Exercise aim –
Produce an exact copy of the lines from the line that contains "Would you mind pointing out the white door" to the end of the listing below.
-- Start of Entries provided --
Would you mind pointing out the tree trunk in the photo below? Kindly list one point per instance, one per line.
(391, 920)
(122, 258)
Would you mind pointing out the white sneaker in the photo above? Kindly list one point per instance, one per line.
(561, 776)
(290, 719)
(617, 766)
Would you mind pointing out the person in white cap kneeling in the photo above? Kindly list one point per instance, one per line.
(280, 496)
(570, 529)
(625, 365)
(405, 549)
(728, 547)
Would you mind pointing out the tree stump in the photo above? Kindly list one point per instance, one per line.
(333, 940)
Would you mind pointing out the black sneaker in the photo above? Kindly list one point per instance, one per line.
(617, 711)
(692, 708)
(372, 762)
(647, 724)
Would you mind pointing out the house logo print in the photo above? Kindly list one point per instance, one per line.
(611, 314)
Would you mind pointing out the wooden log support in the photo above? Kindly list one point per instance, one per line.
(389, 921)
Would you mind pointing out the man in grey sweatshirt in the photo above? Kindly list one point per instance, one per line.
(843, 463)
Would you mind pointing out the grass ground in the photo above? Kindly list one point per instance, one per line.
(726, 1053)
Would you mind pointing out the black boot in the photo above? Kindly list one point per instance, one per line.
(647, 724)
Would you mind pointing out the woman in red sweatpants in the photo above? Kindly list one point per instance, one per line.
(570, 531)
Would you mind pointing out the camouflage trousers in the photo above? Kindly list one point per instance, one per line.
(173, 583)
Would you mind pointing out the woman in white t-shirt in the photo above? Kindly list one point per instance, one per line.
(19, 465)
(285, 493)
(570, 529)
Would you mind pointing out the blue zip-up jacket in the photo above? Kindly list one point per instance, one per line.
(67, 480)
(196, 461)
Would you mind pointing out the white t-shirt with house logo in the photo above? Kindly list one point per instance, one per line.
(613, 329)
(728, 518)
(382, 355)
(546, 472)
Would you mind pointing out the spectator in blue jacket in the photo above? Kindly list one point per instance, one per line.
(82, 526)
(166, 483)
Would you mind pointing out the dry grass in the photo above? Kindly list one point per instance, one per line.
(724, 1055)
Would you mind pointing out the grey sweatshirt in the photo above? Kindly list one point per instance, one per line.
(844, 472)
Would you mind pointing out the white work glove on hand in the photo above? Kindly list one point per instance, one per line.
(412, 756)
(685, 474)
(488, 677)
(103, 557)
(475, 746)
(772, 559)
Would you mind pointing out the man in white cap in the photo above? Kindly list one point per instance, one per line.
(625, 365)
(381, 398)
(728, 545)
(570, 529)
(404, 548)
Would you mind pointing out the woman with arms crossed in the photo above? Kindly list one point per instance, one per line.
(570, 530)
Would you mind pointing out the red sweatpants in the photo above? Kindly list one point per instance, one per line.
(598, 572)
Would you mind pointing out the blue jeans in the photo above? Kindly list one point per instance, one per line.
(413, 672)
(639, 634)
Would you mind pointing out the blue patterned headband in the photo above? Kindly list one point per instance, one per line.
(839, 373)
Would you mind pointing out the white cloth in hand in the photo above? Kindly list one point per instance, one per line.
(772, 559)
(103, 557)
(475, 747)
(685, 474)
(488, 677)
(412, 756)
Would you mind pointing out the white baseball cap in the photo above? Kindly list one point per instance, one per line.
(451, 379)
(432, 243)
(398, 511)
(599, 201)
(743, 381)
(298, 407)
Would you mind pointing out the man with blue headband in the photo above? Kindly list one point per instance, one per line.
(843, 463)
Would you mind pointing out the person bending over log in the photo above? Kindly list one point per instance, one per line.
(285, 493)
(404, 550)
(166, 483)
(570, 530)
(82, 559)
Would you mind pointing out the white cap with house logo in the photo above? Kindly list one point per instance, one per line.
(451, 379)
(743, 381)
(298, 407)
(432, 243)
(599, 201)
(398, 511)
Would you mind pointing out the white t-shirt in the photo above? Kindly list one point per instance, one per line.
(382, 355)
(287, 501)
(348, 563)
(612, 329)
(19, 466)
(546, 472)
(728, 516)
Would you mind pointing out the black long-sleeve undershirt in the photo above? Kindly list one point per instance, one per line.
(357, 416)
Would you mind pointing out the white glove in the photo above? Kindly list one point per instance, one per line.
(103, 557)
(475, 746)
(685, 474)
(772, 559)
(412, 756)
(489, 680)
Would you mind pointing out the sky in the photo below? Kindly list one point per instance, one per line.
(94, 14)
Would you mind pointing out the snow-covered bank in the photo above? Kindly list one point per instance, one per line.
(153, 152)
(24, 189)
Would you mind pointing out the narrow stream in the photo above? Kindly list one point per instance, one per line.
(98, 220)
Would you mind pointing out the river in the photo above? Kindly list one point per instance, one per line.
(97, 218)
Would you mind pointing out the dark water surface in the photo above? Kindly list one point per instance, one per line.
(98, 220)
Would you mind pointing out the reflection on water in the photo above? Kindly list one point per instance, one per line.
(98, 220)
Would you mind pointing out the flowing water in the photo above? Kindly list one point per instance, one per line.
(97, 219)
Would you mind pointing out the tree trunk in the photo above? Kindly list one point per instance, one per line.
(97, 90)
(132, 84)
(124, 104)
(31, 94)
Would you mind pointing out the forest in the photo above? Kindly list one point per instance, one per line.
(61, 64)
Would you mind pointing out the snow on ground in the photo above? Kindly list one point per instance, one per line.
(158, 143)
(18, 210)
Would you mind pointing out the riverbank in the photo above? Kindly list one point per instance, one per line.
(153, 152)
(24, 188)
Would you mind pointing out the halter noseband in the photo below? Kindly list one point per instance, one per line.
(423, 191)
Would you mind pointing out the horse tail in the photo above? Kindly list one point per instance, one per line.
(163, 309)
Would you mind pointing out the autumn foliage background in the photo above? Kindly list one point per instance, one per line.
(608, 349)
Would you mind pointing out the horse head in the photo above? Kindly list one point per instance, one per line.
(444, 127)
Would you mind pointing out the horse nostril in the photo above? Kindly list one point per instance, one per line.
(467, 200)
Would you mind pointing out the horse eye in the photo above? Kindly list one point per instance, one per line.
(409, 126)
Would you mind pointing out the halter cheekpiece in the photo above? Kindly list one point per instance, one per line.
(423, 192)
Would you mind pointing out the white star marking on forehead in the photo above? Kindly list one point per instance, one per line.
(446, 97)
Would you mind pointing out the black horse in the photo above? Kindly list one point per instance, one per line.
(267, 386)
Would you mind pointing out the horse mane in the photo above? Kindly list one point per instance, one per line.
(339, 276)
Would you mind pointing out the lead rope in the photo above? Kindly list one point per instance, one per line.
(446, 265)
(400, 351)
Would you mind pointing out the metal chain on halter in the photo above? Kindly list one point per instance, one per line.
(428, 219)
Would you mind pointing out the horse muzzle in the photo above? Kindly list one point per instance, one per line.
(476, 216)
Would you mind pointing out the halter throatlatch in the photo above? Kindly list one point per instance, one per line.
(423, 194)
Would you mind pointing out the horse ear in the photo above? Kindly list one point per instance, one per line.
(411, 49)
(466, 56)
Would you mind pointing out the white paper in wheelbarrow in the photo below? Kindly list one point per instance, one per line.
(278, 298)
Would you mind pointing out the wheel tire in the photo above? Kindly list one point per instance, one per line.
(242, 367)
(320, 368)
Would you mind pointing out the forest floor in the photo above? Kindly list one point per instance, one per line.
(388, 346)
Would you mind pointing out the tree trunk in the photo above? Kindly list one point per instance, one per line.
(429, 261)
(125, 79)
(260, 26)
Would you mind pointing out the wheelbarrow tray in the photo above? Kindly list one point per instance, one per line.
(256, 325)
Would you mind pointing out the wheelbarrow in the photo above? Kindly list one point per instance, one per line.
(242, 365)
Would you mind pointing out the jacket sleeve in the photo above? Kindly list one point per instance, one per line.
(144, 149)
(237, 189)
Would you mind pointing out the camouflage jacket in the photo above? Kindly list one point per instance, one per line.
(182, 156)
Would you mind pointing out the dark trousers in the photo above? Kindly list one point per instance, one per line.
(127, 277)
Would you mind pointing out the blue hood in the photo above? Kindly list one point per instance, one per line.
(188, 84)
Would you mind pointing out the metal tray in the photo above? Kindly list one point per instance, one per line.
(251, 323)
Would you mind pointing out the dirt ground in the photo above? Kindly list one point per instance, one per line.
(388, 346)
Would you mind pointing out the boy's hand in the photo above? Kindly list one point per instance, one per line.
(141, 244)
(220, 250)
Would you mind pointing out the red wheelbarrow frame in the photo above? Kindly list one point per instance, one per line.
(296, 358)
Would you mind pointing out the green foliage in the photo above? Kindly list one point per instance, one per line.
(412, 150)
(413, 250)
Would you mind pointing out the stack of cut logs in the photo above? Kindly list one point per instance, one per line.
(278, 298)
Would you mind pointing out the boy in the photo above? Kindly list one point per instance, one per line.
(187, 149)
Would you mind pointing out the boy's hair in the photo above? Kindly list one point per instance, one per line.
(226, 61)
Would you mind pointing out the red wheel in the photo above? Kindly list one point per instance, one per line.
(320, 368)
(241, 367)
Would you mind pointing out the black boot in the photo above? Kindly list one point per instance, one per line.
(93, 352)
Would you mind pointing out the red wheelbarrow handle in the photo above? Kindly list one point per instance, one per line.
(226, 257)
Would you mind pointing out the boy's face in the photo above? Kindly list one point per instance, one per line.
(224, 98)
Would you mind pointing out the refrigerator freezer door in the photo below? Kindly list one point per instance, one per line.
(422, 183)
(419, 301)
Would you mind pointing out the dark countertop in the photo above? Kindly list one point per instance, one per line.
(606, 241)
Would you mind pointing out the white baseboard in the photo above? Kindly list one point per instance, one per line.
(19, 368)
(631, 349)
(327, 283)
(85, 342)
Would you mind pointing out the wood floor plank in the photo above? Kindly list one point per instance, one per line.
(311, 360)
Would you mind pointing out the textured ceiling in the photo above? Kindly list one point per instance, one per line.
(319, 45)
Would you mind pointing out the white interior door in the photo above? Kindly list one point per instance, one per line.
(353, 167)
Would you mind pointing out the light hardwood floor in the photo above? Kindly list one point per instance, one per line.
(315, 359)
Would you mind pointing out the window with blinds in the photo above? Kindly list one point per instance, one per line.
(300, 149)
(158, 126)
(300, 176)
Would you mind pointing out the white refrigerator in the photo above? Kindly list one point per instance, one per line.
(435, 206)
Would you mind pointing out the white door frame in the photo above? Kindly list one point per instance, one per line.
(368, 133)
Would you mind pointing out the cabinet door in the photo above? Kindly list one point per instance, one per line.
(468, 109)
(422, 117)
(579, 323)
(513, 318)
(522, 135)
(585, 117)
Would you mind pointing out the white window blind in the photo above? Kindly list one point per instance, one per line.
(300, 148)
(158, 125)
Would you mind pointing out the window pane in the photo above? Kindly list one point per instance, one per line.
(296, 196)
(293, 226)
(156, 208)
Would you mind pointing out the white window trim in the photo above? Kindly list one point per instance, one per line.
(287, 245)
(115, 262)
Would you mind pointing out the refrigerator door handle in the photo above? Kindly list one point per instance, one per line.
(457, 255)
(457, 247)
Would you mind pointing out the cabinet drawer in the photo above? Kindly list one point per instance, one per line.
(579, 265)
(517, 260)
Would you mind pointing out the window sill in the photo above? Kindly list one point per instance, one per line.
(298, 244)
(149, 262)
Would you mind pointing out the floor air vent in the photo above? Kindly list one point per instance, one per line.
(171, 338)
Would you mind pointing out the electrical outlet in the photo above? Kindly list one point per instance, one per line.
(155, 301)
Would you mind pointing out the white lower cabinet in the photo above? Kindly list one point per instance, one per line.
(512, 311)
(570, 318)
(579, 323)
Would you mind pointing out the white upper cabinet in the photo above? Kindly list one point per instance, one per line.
-- End of Entries provided --
Completed exercise –
Would you mind pointing out the white door frame in the photo above? Kindly list one point per instance, one per line.
(368, 133)
Would you mind pointing out the cabinet door in the photo above? Kindly list one point per instance, one per line.
(468, 109)
(422, 117)
(579, 323)
(513, 318)
(522, 135)
(585, 117)
Would you mind pointing out the white window blind in the photo above? Kindly list one point per instance, one per line.
(300, 148)
(158, 125)
Would you mind pointing out the window pane in the photo above? Kindly list one point per instance, one per line.
(296, 196)
(293, 226)
(156, 208)
Would you mind pointing out the white window trim in the photo above? Kindly list one point per instance, one per line.
(287, 245)
(115, 262)
Would you mind pointing out the refrigerator door handle in the photo above? Kindly list one point per instance, one per line.
(457, 255)
(457, 247)
Would you mind pointing out the cabinet drawer in the photo above? Kindly list one point per instance, one per line.
(579, 265)
(517, 260)
Would you mind pointing out the window sill in the photo above? Kindly list one point per instance, one per line.
(298, 244)
(149, 262)
Would you mind pointing out the floor air vent in the photo above? Kindly list one point per instance, one per line.
(171, 338)
Would you mind pointing out the electrical outlet in the photo above? Kindly list one point per instance, one per line.
(155, 301)
Would you mind pointing out the white lower cabinet in the photo above? Kindly list one point per instance, one per line.
(512, 311)
(570, 318)
(579, 323)
Would you mind pointing out the white upper cabinet in the photo above? Kindly list one point per instance, one per line.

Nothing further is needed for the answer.